### PROBLEMS TO WORK ON
1 – Answer these from the Preacher review below:
(a) Which song does the writer call possibly their favorite use of it ever?
(b) Where does the writer say Twin Peaks currently sits for them?
(c) Which three core characters are named as free to pursue finding God?
2 – Retype a passage of the Preacher review below without any changes, beginning at the words "What makes this" and stopping after "read that correctly.".

### SOURCE TEXT
+ + + + + + +

You know what’s been missing from television lately? Weirdness. Just straight up, honest to God, weirdness. Now I suppose you could argue that Twin Peaks is a weird show, and I’d love to be a part of that discussion but I’ve never watched (*gasp* It’s on my summer binge list) but even with my limited knowledge of Twin Peaks, I don’t think it’s weirdness compares to what’s going on over on Preacher. The beauty of Preacher’s weirdness is that it presents to us these incredibly outlandish things, like space demons or an Irish vampire chopping up angels in a church, but it presents them in a manner that not only makes them seem normal but plausible as well. Preacher is not afraid to throw pretty much anything our way, like angels who make a living in casinos killing themselves or bandits who siphon gas through intestines (two things that happened in the premiere) and expects us to either be okay with it or to move on with our lives. For those of us who are sticking around because we’re “okay” with it, man, are we in for a treat.
Preacher kicked off its two-night premiere by starting what aims to be the best road trip since Road Trip, in grand fashion (I know that is in no way the best road trip story but it was easy to plug and maybe moderately funny… maybe? Someone chuckled). For starters, I’ve been to a lot of bars and sang a lot of songs, but that might be my favorite use of “Come on Eileen” ever. For serious. Nothing like kicking things off with a car chase filmed in a grindhouse manner, while cheesy music from the 80’s plays and your main characters sing along. Preacher does an excellent job of balancing its humor, however dark it may be, with its action and having the gang run out of gas was a nice way to allow the audience to know that this season is going to be bananas (b-an-an-as… I’m sorry). If last year was the prequel to the comic with small town hijinx and characters searching for redemption than season two looks to be a whole different animal filled with extremely violent action and a large landscape.
What makes this particular road trip different than most is that our core characters have nothing to return to. In the majority of road trip stories the characters eventually make it back home changed and filled with new life lessons, but what do you do if home literally exploded? I like the dynamic it adds to this narrative as there is literally nothing handcuffing Jesse, Tulip, or Cassidy from their pursuit of finding God, who has been frequenting a strip bar for it’s… jazz? Yeah, you read that correctly.

+ + + + + + +

### GIVEN ENTRIES
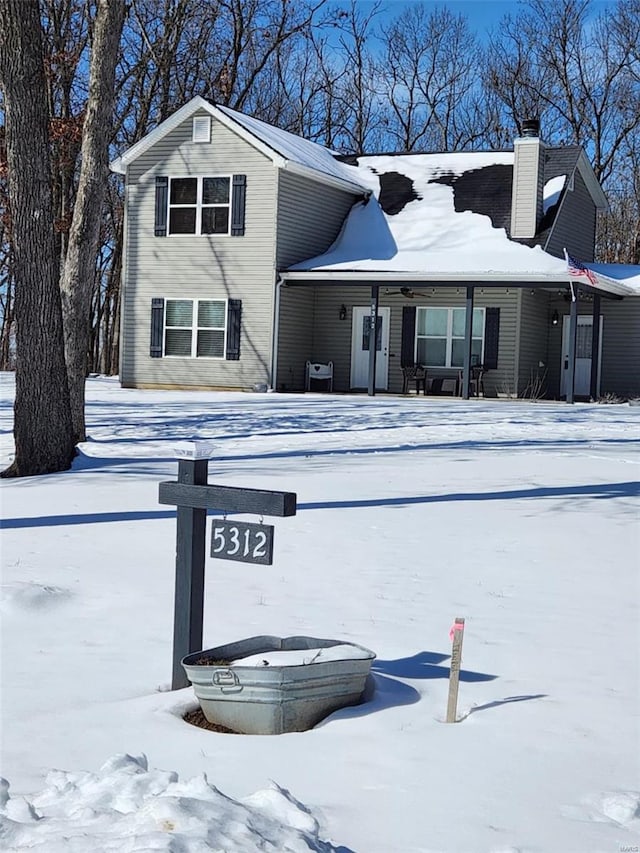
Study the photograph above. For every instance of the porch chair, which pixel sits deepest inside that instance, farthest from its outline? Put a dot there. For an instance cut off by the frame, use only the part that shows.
(414, 373)
(476, 381)
(320, 372)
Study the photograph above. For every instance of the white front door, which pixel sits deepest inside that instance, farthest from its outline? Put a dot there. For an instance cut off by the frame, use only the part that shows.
(582, 383)
(360, 348)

+ + + + + + +

### ANSWERS TO THE PROBLEMS
1 –
(a) "Come on Eileen"
(b) On their summer binge list
(c) Jesse, Tulip, and Cassidy

2 –
What makes this particular road trip different than most is that our core characters have nothing to return to. In the majority of road trip stories the characters eventually make it back home changed and filled with new life lessons, but what do you do if home literally exploded? I like the dynamic it adds to this narrative as there is literally nothing handcuffing Jesse, Tulip, or Cassidy from their pursuit of finding God, who has been frequenting a strip bar for it’s… jazz? Yeah, you read that correctly.